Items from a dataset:
┄┄┄┄┄┄┄┄┄┄
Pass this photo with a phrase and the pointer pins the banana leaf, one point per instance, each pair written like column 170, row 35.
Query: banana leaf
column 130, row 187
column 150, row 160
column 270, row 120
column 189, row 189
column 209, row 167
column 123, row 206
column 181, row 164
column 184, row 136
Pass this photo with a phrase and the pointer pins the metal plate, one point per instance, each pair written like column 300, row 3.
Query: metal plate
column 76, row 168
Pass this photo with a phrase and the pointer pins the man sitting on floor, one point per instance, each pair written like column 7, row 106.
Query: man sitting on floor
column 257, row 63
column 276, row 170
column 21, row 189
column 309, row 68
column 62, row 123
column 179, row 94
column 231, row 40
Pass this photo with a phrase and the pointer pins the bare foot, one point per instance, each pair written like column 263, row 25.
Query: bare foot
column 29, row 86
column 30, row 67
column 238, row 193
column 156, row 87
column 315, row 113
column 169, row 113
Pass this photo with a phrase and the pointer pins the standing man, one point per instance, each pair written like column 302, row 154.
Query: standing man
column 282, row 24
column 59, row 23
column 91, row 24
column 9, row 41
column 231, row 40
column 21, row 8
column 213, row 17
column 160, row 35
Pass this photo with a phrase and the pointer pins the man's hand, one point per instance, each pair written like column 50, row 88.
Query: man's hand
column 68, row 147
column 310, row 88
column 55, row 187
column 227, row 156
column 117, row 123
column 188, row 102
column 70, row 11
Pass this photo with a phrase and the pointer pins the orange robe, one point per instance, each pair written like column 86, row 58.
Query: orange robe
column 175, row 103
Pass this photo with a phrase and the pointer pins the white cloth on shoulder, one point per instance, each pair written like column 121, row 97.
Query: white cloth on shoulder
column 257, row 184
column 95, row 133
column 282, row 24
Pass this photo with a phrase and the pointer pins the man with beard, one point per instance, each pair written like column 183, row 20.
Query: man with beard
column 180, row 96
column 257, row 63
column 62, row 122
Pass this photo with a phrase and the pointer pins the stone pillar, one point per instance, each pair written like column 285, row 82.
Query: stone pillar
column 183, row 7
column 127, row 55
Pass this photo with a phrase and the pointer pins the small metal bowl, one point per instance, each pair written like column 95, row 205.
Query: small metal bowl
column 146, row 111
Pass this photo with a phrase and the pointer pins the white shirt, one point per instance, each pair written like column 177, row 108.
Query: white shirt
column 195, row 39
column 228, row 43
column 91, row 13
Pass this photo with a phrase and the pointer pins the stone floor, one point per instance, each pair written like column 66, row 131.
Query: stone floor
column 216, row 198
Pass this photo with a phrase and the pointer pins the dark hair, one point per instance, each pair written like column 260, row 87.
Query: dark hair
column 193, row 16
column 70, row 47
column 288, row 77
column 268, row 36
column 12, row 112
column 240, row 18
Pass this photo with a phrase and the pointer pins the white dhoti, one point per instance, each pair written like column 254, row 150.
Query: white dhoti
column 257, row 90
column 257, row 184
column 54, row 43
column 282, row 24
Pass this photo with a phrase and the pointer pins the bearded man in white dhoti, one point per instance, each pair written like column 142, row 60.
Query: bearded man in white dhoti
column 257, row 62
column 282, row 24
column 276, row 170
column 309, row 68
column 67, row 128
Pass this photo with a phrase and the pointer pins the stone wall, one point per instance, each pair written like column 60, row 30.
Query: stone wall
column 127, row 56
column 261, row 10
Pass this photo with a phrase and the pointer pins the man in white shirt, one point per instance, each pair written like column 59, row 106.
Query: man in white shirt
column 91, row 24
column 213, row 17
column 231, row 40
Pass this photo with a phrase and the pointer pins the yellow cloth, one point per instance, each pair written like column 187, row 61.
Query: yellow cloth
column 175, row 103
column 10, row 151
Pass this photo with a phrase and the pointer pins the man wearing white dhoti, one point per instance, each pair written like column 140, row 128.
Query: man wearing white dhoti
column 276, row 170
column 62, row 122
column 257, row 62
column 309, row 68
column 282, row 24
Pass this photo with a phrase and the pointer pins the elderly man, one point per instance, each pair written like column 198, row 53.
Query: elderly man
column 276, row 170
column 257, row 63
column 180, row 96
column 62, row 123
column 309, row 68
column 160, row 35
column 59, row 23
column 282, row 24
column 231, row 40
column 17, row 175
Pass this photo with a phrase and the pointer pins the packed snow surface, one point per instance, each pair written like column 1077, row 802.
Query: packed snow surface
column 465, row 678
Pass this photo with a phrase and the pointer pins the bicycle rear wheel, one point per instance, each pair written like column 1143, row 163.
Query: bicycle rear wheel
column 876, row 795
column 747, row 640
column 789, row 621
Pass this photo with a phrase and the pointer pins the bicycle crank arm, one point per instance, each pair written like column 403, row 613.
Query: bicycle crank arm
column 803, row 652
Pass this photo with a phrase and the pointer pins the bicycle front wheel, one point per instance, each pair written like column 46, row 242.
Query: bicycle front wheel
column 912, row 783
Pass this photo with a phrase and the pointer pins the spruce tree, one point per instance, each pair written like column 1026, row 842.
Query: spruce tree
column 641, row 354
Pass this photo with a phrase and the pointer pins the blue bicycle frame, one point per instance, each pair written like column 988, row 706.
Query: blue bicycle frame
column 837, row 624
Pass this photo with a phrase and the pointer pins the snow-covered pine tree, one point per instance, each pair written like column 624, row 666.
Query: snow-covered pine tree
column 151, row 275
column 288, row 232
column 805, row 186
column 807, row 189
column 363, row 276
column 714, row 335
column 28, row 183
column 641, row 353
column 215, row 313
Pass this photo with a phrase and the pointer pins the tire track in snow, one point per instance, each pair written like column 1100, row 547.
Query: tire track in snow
┄┄┄┄┄┄┄┄┄┄
WRITTEN REQUEST
Please recast every line of all the entries above as a numbered list, leaving out any blank lines.

TASK ANSWER
1. Pass this photo with a phrase and the pointer pins the banana leaf, one point per instance, each pair written like column 170, row 35.
2. Query: banana leaf
3. column 130, row 187
4. column 150, row 160
5. column 270, row 120
6. column 189, row 189
7. column 209, row 167
8. column 123, row 206
9. column 181, row 164
10. column 184, row 136
11. Pass this photo with a phrase and the pointer pins the metal plate, one point per instance, each pair written like column 300, row 3.
12. Query: metal plate
13. column 76, row 168
14. Pass this photo with a phrase and the pointer pins the man sitting on floor, one point per instance, each pair written like column 7, row 106.
15. Query: man sitting on floor
16. column 257, row 63
17. column 276, row 170
18. column 21, row 189
19. column 309, row 68
20. column 62, row 123
21. column 179, row 94
22. column 231, row 40
23. Pass this photo with a phrase and the pointer pins the bare foot, one point per instance, each pair written like column 263, row 25.
24. Query: bare foot
25. column 29, row 86
26. column 30, row 67
27. column 238, row 193
28. column 156, row 87
29. column 315, row 113
30. column 169, row 113
31. Pass this photo with a phrase and the pointer pins the standing man, one point per instance, each pair written like column 302, row 154.
32. Query: standing man
33. column 282, row 24
34. column 59, row 23
35. column 91, row 24
36. column 9, row 41
37. column 231, row 40
38. column 21, row 8
39. column 213, row 17
40. column 160, row 35
41. Pass this photo with a phrase and the pointer pins the man's hand, one point per instance, each pair written like column 50, row 88.
42. Query: man's hand
43. column 68, row 147
44. column 310, row 88
45. column 55, row 187
46. column 227, row 156
47. column 117, row 123
48. column 188, row 102
49. column 70, row 11
50. Pass this photo with a phrase and the pointer pins the orange robe, one point per instance, each pair written like column 86, row 58.
51. Query: orange robe
52. column 175, row 103
53. Pass this photo with a phrase and the pointer pins the white cloth on shoulder, one point per instance, each pair written like column 121, row 97.
54. Query: white cloth on shoulder
55. column 257, row 184
56. column 95, row 133
57. column 282, row 24
58. Pass this photo with a phrase and the pointer pins the man with beard, one point per instance, each pair written like column 183, row 20.
59. Query: man with beard
60. column 180, row 96
61. column 257, row 63
62. column 62, row 122
63. Pass this photo with a phrase and the pointer pins the stone pillar, one point per instance, each pair written like column 285, row 82.
64. Query: stone pillar
65. column 183, row 7
66. column 127, row 55
67. Pass this photo with a phrase and the pointer pins the small metal bowl, one point per instance, each pair written like column 95, row 205.
68. Query: small metal bowl
69. column 146, row 111
70. Pass this photo with a phrase and the pointer pins the white shirt, one point per instance, each pair written like column 177, row 108.
71. Query: white shirt
72. column 195, row 39
73. column 228, row 43
74. column 91, row 13
75. Pass this photo with a phrase and the pointer pins the stone floor, one point per instance, each pair written like column 66, row 131.
76. Query: stone floor
77. column 216, row 198
78. Pass this photo with a phrase and the pointer pins the dark hair, one point per instance, each pair written like column 260, row 87.
79. Query: dark hair
80. column 193, row 16
81. column 70, row 47
82. column 288, row 77
83. column 268, row 36
84. column 12, row 112
85. column 240, row 18
86. Pass this photo with a phrase and the pointer pins the white dhoti, one point per instance, each pair written like column 254, row 150.
87. Query: white dhoti
88. column 257, row 90
89. column 257, row 184
90. column 54, row 43
91. column 282, row 24
92. Pass this photo with a phrase and the pointer pins the bearded man in white dhoti, one point per instance, each pair written like column 142, row 60.
93. Query: bearded man in white dhoti
94. column 257, row 62
95. column 282, row 24
96. column 276, row 170
97. column 309, row 68
98. column 67, row 128
99. Pass this photo with a phrase and the pointer pins the stone wall, one point per instance, each pair written like column 60, row 30.
100. Query: stone wall
101. column 127, row 56
102. column 261, row 10
103. Pass this photo with a phrase and the pointer pins the man in white shirt, one point per instance, each pair written like column 59, row 106.
104. Query: man in white shirt
105. column 91, row 24
106. column 213, row 17
107. column 231, row 40
108. Pass this photo with a phrase and the pointer pins the yellow cloth, one point per instance, each pair written like column 187, row 61.
109. Query: yellow cloth
110. column 175, row 103
111. column 10, row 151
112. Pass this photo with a phrase and the pointer pins the man wearing white dhoti, one point per instance, each pair written like column 140, row 128.
113. Query: man wearing white dhoti
114. column 276, row 170
115. column 62, row 122
116. column 257, row 62
117. column 309, row 68
118. column 282, row 24
119. Pass this photo with a phrase and the pointer pins the elderly man, one point per instance, each pair written like column 198, row 53.
120. Query: elderly man
121. column 276, row 170
122. column 257, row 63
123. column 180, row 96
124. column 62, row 123
125. column 309, row 68
126. column 160, row 35
127. column 59, row 23
128. column 282, row 24
129. column 231, row 40
130. column 17, row 175
131. Pass this photo with a phrase and the pointer pins the packed snow surface, one point per instance, each pair written like column 1077, row 802.
132. Query: packed snow surface
133. column 465, row 678
134. Pass this photo with a phrase and the pointer pins the bicycle rear wheel, one point per instance, each pair written like column 1143, row 163.
135. Query: bicycle rear wheel
136. column 876, row 795
137. column 747, row 640
138. column 789, row 621
139. Pass this photo with a phrase and the pointer pins the bicycle crank arm, one point per instance, each pair written like column 403, row 613.
140. Query: bicycle crank arm
141. column 803, row 652
142. Pass this photo with a phrase and the pointer pins the bicycle front wheel, one point per instance, each pair written like column 46, row 242.
143. Query: bicycle front wheel
144. column 912, row 783
145. Pass this photo with a phrase and the pointer pins the spruce tree, one point per instance, each pair written like column 1026, row 842.
146. Query: spruce tree
147. column 641, row 354
148. Pass this photo with a phrase and the pointer pins the blue bicycle frame, one point per instance, each pair written like column 988, row 706.
149. Query: blue bicycle frame
150. column 837, row 624
151. Pass this photo with a phrase and the pointer pins the snow-covered pine tree, one point per instance, each pair written like column 624, row 666.
152. Query: snow-covered pine tree
153. column 151, row 275
154. column 288, row 232
155. column 805, row 186
156. column 807, row 189
157. column 363, row 276
158. column 714, row 335
159. column 28, row 183
160. column 641, row 353
161. column 215, row 313
162. Pass this photo with a phrase and the pointer pins the tire track in snow, one point per instance, each pair written like column 1100, row 547.
163. Query: tire track in snow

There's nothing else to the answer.